Task set:
(1) In the forum thread, what is the nightly price given for the Cavaliere Aire?
(2) Write out the forum thread word for word, starting at "## bognormike (May" and ending at "looking in there.".
(3) Summarize the forum thread in two sentences.

Text passage:
* Begin *

# Advice on where to stay le lavandou?



## moblee (Dec 31, 2006)

I realise this has probably been asked before  ,but we are thinking of going to this area at the end of July & wanted some ideas for cavaliere,le lavandou area, likely to be very busy could it be too difficult to find space ANYWHERE???
thanks.


----------



## bognormike (May 10, 2005)

Phil 

there's an aire at Cavaliere - private, basically a parking place right on the sea road. Not on the database, we stopped there for an hour or so.

There are a few sites on the database, but very expensive that time of year :roll: . You may be lucky on the aires at Pampleonne beach, especially the Les Tamaris one - there's a municipal site behind it, but we didn't do anything apart from looking in there.


----------



## Vennwood (Feb 4, 2007)

All around Le Lavandou is an excellent area - they really encourage motorhomes to visit and use the various Aires - but only in winter. They discourage MH's from the town from April until end Oct and close off most if not all the Aires so you should really look at the campsites in the area. 
As Mike says there are several campsites in the area, though I don't remember any having beach direct access and it would be wise to book in advance for July/Aug. 
From memory as Mike also says, they are expensive. If you go a little further east towards St Tropez there are literally dozens of sites along the coast there but again busy this time of year. There are one or two that don't accept bookings so if you turn up there fairly early, say before lunch you may get in


----------



## teemyob (Nov 22, 2005)

*Aire*

Hello,

See here for the Cavaliere Aire €15 night.

Cavaliere Aire

Scroll down the page.

There has always been space when we have been, even July August.

There are campsites in Lavandou, pramousquier and Cavalaire-Sur-Mer.

Know the area well so if you get stuck, let me know.

Trev


----------



## autostratus (May 9, 2005)

Vennwood said:


> ................. I don't remember any having beach direct access and it would be wise to book in advance for July/Aug. .................


The next bay east from Le Lavandou is St Clair.
There is a campsite there with easy access to the beach along a path of about 100m.
St Clair is a lovely beach from which to swim.


----------



## moblee (Dec 31, 2006)

Thanks chaps 
We went to port grimaud a couple of years ago in the Espace stayed in a Caravan at La pinada (I think it was called)
Janet has friends who stay at st clair, at a campsite (100m up a grass road/footpath) to the beach like you said Autostratus & it is a Beautiful beach.We could try booking there but I prefer to turn up on spec.


----------



## teemyob (Nov 22, 2005)

*Swim Beach Campsite*



autostratus said:


> Vennwood said:
> 
> 
> > ................. I don't remember any having beach direct access and it would be wise to book in advance for July/Aug. .................
> ...


What is the name of the Campsite in St. Clair? Do you have a link?

Trev.


----------



## Vennwood (Feb 4, 2007)

*Re: Swim Beach Campsite*



teemyob said:


> What is the name of the Campsite in St. Clair? Do you have a link?
> 
> Trev.


Yes same here please.

We go down most years so it would be nice to have another string to the bow


----------



## Pusser (May 9, 2005)

* End *

Records provided:
* Begin *

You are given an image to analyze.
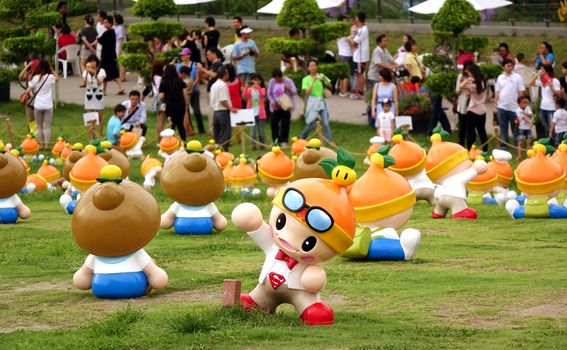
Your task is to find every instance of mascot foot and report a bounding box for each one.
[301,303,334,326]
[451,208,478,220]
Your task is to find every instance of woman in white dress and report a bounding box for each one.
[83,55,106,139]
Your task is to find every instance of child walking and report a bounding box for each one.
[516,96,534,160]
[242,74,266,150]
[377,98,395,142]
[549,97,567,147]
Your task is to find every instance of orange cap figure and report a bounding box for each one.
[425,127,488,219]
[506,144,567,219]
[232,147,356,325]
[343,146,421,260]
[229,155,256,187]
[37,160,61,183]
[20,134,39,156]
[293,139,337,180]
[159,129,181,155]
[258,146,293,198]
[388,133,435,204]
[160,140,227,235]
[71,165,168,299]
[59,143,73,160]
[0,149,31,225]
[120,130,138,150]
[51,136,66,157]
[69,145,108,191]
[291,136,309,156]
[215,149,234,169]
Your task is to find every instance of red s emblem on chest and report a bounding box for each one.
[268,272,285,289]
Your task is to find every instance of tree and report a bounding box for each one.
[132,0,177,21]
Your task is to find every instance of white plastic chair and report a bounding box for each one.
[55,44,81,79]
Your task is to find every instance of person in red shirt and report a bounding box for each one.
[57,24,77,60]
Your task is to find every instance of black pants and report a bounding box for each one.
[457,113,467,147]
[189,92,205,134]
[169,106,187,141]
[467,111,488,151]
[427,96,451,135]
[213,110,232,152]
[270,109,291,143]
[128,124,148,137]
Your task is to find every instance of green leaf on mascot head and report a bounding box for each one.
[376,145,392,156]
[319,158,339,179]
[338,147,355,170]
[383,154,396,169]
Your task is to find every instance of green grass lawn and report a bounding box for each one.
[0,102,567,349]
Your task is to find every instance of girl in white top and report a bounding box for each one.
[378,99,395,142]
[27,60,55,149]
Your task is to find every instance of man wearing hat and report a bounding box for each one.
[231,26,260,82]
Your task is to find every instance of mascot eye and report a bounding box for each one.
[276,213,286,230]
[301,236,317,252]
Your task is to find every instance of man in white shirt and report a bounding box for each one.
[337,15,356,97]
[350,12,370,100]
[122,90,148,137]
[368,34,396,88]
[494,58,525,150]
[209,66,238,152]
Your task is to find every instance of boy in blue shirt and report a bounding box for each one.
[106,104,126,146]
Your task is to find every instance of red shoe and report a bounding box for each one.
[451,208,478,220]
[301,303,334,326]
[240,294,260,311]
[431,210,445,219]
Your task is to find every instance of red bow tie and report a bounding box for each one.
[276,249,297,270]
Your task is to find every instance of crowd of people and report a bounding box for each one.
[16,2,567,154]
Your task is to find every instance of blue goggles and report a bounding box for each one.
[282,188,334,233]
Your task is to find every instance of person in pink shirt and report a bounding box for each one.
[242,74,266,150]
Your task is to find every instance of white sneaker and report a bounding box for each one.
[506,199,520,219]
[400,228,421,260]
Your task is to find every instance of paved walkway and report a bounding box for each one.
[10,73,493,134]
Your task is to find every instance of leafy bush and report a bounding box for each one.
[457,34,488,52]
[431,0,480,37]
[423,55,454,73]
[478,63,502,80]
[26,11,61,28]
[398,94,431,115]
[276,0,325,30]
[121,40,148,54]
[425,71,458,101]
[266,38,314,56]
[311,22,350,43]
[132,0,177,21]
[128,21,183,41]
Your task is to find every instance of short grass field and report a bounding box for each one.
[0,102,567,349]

* End *

Results for each task:
(1) €15 a night.

(2)
## bognormike (May 10, 2005)

Phil 

there's an aire at Cavaliere - private, basically a parking place right on the sea road. Not on the database, we stopped there for an hour or so.

There are a few sites on the database, but very expensive that time of year :roll: . You may be lucky on the aires at Pampleonne beach, especially the Les Tamaris one - there's a municipal site behind it, but we didn't do anything apart from looking in there.

(3) A poster planning a trip at the end of July asks for ideas on where to stay around Cavaliere and Le Lavandou. Replies say the town discourages motorhomes from April until the end of October and closes most aires, local campsites are expensive and best booked ahead for July and August, the Cavaliere Aire costs €15 a night, and a campsite in St Clair has easy beach access along a path of about 100m.